YOUR GOAL: Change "single point" to "one point" throughout the entries below and reproduce them otherwise unchanged, omitting the pictures.

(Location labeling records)

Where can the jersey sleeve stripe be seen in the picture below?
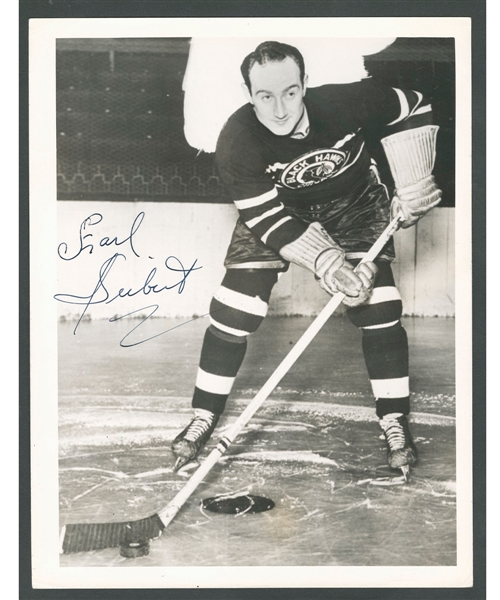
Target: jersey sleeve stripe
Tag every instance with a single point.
(252, 222)
(422, 110)
(405, 107)
(274, 227)
(257, 201)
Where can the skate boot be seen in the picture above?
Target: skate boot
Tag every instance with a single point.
(402, 453)
(191, 440)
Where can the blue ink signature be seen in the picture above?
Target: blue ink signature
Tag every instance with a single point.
(154, 308)
(101, 295)
(90, 221)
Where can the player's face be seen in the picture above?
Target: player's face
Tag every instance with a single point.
(277, 95)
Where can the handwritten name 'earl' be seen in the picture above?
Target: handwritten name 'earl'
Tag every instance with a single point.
(87, 238)
(101, 292)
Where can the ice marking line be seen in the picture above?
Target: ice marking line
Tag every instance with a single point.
(290, 455)
(91, 489)
(154, 472)
(118, 474)
(366, 503)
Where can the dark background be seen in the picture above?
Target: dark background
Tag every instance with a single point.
(120, 117)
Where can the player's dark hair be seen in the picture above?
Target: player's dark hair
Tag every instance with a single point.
(271, 52)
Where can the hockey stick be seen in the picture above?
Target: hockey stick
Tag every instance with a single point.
(94, 536)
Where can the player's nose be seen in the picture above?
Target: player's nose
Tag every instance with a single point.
(279, 109)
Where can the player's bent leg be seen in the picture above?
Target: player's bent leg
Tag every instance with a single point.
(385, 348)
(237, 309)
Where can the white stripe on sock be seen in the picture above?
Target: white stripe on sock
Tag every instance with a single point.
(257, 201)
(249, 304)
(384, 294)
(391, 388)
(381, 326)
(230, 330)
(216, 384)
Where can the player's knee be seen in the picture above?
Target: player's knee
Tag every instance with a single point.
(383, 310)
(240, 304)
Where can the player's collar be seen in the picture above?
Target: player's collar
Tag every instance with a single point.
(301, 128)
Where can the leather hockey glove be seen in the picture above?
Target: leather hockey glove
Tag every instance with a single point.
(357, 286)
(415, 200)
(411, 155)
(317, 251)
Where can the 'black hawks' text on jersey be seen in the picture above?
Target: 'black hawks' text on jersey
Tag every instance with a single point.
(267, 174)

COMPLETE ANSWER:
Where can the jersey sleeve stripe be seen in the picture below?
Target: jersey sleeve stripe
Tag every instance with a one point.
(252, 222)
(422, 110)
(405, 107)
(274, 227)
(257, 201)
Where can the skate boot be seen in the picture above?
Target: skate boot
Tag every instance with a one point.
(402, 453)
(191, 440)
Where can the blue ink signature be seen in the picture above?
Target: blue ink signature
Tag every instance with a one point.
(154, 308)
(101, 295)
(90, 221)
Where can the player's face be seen in the picture above?
Target: player's face
Tag every instance with a one point.
(277, 95)
Where can the handwritten name 'earl' be seen in the picture above?
Target: handwritten name 'earl'
Tag every instance with a one point.
(87, 238)
(101, 292)
Where can the ice marking line be seen in the picture above?
Target: ice marking line
Tag every instance with a one point.
(290, 455)
(91, 489)
(154, 472)
(118, 474)
(366, 503)
Where can the dark background be seen in the picture above?
Target: dark background
Tag every instance with a one point.
(120, 117)
Where can the player's dark hair be seen in the picture above?
Target: player's dark hair
Tag every instance with a one point.
(271, 52)
Where can the hockey stick be seen in the picture above?
Target: hockey stick
Tag every instance with a one point.
(94, 536)
Where can the player's nose be seen in the picture above?
Target: player's nose
Tag every instance with a one point.
(279, 109)
Where can the player's bent leg be seen in the picture above?
Target: player's bent leg
Tag every instance with a one point.
(385, 348)
(237, 309)
Where can the white stripe on sock be seen in the picture above?
Target: white stripe on sock
Tag every instance with a one point.
(257, 201)
(249, 304)
(384, 294)
(391, 388)
(381, 326)
(230, 330)
(216, 384)
Where can the player's knee be seen in the picture above?
Target: player's knee
Tag every instance with a one point.
(383, 310)
(240, 304)
Where can the player's collar be seen in the picture above?
Target: player's collar
Tag every instance with a one point.
(301, 128)
Where can the leather hockey glove be seen in the picture above?
Target: leather hockey glove
Tag every instance with a one point.
(357, 286)
(415, 200)
(411, 155)
(317, 251)
Where can the 'black hawks' text on jersey be seen in the picture above?
Target: 'black hawks' text on jersey
Tag every instance with a one point.
(267, 174)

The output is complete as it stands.